● **Problem**: Everything from the line containing "If you could mark the shop" down to the last line of the entries below must be transcribed exactly, and nothing else.

● **Supplied records**:
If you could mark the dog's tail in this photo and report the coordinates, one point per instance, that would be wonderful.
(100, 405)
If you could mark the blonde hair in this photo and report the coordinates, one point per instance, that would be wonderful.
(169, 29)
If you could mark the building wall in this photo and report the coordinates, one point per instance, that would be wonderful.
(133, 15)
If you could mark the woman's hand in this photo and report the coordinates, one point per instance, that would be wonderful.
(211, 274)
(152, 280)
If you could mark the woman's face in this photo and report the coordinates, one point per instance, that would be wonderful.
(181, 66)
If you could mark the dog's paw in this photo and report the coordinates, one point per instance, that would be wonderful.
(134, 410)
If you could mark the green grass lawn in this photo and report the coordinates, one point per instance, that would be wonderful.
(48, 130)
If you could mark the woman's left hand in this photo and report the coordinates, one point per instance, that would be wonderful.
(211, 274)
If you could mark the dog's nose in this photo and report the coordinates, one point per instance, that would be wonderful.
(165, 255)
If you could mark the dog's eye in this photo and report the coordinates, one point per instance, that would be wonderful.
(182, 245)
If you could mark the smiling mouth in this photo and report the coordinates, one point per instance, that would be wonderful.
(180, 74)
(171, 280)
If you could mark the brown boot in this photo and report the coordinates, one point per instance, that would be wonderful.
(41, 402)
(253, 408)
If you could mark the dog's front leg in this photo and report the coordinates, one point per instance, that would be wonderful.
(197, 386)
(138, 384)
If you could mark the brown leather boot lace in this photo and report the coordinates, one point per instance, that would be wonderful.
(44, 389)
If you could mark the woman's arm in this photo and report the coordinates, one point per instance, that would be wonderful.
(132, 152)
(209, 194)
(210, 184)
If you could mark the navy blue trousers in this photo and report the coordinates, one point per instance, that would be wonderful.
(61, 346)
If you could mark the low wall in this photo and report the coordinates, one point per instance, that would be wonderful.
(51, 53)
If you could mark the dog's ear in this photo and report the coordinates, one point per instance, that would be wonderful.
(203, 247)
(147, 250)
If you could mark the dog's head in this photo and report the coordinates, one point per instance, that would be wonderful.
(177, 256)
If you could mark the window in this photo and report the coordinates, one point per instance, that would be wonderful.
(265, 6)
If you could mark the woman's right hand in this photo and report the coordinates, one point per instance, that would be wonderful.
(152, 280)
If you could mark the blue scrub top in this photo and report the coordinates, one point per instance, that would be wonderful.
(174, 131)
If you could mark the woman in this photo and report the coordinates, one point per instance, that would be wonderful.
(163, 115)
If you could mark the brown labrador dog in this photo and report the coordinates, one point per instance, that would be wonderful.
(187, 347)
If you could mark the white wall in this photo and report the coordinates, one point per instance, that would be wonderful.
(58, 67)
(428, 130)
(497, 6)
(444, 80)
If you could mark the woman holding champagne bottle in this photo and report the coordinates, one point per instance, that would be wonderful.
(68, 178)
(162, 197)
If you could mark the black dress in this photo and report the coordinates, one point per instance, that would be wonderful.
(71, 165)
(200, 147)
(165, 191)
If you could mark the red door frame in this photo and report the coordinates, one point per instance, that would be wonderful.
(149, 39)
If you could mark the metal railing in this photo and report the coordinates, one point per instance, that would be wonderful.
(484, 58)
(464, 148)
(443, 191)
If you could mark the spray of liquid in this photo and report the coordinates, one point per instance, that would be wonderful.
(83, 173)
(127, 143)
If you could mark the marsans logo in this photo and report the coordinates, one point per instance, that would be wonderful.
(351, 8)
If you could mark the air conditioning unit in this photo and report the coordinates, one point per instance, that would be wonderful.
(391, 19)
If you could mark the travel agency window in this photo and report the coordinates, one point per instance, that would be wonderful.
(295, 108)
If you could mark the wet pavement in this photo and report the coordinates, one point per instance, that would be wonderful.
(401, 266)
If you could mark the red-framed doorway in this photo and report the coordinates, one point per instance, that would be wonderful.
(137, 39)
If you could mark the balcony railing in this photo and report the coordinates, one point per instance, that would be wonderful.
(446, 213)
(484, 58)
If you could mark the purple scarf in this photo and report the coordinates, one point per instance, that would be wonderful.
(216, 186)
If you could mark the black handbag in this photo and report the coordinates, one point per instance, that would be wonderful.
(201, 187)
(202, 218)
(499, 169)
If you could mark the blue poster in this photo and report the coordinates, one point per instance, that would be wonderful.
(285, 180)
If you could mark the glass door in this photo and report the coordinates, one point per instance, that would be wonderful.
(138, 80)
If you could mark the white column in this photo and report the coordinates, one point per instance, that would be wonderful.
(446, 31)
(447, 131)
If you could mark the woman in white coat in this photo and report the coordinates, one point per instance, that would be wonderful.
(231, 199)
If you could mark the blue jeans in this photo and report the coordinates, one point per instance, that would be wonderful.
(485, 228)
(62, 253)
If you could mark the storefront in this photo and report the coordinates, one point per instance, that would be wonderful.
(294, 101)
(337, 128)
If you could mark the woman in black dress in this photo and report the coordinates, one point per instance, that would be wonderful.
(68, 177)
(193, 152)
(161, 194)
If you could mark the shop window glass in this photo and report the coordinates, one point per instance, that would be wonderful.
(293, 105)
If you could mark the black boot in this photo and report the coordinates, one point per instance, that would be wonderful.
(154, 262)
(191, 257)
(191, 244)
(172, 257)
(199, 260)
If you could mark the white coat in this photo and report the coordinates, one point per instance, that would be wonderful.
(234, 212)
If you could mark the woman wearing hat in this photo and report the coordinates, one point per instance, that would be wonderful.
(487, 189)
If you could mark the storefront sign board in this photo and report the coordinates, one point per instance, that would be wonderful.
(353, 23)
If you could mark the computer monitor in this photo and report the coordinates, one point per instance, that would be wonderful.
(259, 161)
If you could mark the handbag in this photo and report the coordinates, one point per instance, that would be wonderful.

● **Solution**:
If you could mark the shop window glass in this photo and report the coordinates, one point per instance, that would be wonderful.
(293, 105)
If you could mark the black boot in this photo and report the coordinates, one point per instance, that would be wonderful.
(154, 262)
(191, 257)
(191, 244)
(172, 257)
(199, 260)
If you could mark the white coat in this photo and report the coordinates, one point per instance, that would be wonderful.
(234, 212)
If you could mark the woman wearing hat in this photo and report the coordinates, one point per instance, that would be wonderful.
(487, 189)
If you could mark the storefront sign board in this photo and report the coordinates, one point per instance, that would be wonderful.
(353, 23)
If you could mark the computer monitor in this photo and report the coordinates, one point per instance, that would be wonderful.
(259, 161)
If you could mark the handbag in this photo and report the coordinates, one point per instance, that would be wonderful.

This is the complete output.